VORGEGEBENER TEXT:

────────

“junge Welt” 16.2.2006
Rechtliche Fragen erscheinen
auf den ersten Blick trocken und langweilig. In der Beratung von ALG-II-Empfängern werden aber nicht abstrakte Regeln,
sondern konkrete Menschen in ihren Rechten und ihrer Würde verletzt. So etwa
fasste Solveig Koitz von der Berliner »Kampagne gegen
Hartz IV« ihre Erfahrungen aus der Sozialberatung auf
einer Pressekonferenz zur Praxis der Ein-Euro-Jobs am Mittwoch zusammen. Die
»Kampagne«, zu der sich Erwerbslose zusammengeschlossen haben, lehnt diese Jobs
grundsätzlich ab. Sie fordert u. a. die Ausweitung unabhängiger Beratung und
die sinnvolle Nutzung der Fördermittel.

────────

ARBEITSAUFTRAG:
Zähle alle Haltungen und Forderungen auf, die der vorgegebene Text in den letzten beiden Sätzen der »Kampagne« zuschreibt.

────────

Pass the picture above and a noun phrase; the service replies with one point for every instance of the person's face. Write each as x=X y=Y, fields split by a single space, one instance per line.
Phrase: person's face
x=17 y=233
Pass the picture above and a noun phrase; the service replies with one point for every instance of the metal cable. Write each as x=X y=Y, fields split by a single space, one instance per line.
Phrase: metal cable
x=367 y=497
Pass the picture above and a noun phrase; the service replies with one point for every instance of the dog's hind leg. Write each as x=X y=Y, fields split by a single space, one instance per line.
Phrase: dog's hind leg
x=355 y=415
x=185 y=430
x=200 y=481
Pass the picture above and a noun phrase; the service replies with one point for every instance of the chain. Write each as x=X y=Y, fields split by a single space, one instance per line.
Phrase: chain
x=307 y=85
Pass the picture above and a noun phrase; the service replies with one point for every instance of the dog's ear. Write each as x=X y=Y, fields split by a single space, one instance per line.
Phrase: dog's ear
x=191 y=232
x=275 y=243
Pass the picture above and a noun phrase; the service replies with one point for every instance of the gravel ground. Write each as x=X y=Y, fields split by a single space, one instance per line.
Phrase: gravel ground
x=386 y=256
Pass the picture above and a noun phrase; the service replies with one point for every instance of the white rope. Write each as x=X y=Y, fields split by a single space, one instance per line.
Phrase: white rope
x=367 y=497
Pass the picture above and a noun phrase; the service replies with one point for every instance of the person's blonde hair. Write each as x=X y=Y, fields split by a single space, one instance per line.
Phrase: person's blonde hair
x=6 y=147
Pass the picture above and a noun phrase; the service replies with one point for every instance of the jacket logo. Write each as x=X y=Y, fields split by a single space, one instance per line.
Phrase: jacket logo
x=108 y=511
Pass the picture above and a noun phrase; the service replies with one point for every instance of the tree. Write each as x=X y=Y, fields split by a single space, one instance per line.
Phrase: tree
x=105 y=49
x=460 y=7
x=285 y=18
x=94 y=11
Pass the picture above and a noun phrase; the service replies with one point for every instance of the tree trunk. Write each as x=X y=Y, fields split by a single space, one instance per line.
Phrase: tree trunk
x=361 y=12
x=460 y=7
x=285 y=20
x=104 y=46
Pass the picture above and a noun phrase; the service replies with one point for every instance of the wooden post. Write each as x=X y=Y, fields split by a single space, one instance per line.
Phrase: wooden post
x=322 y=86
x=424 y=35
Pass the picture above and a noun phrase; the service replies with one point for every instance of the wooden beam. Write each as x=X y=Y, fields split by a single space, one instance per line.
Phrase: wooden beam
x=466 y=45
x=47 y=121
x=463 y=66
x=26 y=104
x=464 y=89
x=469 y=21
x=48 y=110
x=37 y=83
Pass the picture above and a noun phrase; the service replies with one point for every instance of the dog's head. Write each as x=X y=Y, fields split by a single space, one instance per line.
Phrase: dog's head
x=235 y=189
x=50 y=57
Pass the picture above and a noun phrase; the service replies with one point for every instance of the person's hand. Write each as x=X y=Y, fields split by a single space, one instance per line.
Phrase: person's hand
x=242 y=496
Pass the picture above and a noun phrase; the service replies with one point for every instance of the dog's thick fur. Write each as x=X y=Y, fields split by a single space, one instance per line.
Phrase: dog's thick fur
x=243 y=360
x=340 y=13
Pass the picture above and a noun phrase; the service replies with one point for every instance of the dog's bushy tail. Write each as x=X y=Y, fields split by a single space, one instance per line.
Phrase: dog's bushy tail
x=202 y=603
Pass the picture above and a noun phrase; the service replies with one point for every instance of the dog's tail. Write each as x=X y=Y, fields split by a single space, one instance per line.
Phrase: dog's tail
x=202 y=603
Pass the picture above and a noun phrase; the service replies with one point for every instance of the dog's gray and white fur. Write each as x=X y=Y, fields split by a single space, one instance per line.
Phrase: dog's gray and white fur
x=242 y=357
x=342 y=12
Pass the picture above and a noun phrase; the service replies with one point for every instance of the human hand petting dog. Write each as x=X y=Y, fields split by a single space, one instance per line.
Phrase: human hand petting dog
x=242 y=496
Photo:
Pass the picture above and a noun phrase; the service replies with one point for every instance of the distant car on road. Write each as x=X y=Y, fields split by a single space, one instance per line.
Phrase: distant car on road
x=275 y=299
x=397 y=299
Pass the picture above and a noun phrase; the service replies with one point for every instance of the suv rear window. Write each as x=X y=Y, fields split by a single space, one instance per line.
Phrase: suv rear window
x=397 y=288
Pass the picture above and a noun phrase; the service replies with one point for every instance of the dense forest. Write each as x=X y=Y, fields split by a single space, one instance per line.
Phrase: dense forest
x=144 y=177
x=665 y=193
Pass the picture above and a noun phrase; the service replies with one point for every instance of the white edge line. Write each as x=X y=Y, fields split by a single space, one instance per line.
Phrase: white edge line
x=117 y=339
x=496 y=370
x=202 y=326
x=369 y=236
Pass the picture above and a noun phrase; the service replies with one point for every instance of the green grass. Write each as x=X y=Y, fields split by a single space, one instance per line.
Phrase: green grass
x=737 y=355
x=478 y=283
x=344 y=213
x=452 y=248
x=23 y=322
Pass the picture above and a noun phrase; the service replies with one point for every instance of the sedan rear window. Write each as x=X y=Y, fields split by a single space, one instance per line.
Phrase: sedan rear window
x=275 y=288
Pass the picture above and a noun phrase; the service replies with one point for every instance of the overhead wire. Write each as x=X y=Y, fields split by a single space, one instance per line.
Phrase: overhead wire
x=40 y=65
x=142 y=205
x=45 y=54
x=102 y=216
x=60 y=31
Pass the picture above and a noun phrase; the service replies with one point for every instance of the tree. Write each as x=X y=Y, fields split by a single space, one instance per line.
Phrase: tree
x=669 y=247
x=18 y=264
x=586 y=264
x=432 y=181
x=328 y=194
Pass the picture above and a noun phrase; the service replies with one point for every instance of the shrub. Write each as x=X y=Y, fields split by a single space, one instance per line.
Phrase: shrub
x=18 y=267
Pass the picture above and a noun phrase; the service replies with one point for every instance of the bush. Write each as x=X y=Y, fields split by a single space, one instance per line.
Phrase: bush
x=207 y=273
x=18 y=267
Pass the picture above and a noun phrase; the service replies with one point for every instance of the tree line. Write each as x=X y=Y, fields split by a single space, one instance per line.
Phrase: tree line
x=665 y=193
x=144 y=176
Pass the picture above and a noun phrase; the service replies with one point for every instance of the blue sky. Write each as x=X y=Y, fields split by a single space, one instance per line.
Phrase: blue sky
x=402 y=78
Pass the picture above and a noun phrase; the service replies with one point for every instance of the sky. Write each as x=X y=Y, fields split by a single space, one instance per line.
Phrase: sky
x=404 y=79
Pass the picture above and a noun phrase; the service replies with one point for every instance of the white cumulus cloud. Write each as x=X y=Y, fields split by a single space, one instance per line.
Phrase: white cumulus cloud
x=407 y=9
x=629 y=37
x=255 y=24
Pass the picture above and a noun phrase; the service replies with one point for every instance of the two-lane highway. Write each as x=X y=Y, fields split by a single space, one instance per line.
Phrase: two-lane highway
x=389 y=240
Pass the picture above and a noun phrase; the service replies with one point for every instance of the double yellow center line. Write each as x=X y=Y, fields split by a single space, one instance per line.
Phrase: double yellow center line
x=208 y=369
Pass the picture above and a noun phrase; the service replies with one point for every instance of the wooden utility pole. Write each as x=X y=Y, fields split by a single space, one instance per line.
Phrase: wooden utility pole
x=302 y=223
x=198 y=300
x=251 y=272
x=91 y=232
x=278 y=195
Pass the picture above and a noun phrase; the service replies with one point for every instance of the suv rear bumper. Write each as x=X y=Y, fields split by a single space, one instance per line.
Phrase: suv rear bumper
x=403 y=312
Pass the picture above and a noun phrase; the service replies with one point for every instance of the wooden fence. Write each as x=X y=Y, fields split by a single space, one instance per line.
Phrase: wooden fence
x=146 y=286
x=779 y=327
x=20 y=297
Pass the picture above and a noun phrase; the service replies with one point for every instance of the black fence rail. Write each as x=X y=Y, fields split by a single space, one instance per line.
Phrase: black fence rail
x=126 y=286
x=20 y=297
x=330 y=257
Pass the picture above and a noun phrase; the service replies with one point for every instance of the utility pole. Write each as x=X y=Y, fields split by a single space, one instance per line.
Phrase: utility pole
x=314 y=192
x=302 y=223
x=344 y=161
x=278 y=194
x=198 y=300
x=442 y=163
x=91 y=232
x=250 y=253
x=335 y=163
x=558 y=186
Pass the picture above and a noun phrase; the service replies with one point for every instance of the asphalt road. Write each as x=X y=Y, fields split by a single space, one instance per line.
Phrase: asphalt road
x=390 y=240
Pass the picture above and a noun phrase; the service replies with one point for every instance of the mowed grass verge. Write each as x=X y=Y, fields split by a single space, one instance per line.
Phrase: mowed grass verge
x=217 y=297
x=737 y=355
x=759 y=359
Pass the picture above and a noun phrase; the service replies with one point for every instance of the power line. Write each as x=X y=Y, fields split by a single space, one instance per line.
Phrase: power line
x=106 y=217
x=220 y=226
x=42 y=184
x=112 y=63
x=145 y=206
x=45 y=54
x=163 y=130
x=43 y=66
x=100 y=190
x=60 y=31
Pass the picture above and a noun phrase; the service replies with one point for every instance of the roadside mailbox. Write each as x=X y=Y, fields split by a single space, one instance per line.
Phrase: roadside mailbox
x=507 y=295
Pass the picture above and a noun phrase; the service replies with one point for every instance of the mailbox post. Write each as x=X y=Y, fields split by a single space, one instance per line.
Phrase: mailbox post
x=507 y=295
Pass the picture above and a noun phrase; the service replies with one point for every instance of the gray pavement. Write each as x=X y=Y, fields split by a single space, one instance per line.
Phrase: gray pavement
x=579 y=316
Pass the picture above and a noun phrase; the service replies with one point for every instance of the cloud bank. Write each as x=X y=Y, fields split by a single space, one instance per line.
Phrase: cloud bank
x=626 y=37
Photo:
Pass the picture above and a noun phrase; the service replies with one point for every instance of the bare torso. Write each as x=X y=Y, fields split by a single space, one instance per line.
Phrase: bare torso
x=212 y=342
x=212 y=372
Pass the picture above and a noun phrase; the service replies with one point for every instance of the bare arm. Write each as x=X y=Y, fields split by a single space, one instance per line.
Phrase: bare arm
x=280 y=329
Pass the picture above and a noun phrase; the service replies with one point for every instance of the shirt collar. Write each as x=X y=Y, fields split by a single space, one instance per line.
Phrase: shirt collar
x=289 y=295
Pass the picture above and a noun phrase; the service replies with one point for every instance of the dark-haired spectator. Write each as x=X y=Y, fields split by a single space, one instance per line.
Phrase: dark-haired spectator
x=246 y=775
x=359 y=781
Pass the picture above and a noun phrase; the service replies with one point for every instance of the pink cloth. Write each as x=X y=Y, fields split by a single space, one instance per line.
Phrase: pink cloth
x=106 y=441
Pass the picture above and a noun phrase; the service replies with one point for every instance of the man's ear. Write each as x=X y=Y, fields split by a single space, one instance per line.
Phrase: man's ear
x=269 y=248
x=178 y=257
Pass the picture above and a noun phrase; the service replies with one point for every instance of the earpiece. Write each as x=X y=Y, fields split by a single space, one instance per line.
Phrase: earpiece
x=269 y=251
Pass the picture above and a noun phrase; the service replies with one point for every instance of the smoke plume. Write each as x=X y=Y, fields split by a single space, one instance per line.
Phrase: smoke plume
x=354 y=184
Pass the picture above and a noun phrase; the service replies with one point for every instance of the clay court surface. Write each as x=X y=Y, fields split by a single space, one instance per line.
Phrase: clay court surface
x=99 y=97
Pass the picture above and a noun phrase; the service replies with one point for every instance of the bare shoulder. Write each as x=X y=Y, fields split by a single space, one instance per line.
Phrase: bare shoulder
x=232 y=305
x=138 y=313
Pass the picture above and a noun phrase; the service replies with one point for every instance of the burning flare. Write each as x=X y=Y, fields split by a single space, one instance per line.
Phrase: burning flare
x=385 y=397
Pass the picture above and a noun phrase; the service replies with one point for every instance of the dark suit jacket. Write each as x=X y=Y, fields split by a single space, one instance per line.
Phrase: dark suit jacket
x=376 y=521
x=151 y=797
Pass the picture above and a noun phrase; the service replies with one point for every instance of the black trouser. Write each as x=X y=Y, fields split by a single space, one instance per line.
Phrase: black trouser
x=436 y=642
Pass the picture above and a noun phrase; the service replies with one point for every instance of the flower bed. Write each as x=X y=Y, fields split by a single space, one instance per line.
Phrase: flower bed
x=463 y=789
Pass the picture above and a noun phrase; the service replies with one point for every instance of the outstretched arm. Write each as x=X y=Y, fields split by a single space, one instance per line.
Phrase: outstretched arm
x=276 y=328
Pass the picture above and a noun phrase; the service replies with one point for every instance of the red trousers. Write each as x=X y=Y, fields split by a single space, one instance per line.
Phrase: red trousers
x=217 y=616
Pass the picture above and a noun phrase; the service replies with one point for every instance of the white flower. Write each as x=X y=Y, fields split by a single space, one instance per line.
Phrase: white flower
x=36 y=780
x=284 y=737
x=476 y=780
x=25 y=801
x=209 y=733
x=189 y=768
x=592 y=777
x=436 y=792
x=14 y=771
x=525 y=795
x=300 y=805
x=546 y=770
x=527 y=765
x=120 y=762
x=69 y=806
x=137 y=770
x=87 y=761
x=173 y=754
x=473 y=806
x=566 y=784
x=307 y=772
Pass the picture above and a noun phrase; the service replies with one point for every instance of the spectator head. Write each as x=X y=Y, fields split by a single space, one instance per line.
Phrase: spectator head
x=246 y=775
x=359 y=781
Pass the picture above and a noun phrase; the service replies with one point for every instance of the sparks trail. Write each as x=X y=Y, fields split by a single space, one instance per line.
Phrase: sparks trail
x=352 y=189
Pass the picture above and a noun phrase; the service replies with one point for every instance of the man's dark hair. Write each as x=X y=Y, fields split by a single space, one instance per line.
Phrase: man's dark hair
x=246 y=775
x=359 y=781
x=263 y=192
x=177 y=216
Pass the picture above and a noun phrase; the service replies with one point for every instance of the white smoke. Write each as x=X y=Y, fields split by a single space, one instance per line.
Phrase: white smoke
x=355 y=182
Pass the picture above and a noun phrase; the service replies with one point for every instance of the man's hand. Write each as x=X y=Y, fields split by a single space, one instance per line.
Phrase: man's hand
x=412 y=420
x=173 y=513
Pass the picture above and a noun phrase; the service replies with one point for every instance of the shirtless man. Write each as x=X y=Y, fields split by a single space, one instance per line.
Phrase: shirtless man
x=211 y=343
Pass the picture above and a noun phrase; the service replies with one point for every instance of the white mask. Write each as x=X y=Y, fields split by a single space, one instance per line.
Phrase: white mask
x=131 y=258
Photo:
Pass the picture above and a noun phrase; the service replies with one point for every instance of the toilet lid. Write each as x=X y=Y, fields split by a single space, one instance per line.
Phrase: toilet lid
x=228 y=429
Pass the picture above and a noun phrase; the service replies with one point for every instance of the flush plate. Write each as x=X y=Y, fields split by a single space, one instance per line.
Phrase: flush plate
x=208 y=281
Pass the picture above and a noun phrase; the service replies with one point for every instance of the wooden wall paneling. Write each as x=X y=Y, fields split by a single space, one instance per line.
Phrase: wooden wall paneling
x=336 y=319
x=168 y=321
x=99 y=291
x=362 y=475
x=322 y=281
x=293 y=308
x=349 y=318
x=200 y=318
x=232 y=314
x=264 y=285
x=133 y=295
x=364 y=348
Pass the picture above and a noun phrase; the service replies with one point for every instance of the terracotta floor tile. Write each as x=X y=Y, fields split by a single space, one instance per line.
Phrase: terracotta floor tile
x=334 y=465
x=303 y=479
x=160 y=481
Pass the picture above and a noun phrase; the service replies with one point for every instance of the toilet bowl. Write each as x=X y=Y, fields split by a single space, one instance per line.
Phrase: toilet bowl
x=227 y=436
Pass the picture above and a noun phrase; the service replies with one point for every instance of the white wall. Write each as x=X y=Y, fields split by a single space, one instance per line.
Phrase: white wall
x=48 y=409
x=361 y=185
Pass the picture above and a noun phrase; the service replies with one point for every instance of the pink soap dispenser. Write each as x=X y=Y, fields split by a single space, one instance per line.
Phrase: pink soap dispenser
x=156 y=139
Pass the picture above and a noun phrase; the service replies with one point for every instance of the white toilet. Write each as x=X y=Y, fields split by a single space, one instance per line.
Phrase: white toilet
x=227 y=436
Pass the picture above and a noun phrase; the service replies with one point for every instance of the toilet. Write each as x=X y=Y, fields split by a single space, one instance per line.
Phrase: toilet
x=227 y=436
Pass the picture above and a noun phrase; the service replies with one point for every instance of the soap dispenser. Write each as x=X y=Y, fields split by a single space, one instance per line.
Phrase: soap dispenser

────────

LÖSUNG:
- Sie lehnt Ein-Euro-Jobs grundsätzlich ab.
- Sie fordert die Ausweitung unabhängiger Beratung.
- Sie fordert die sinnvolle Nutzung der Fördermittel.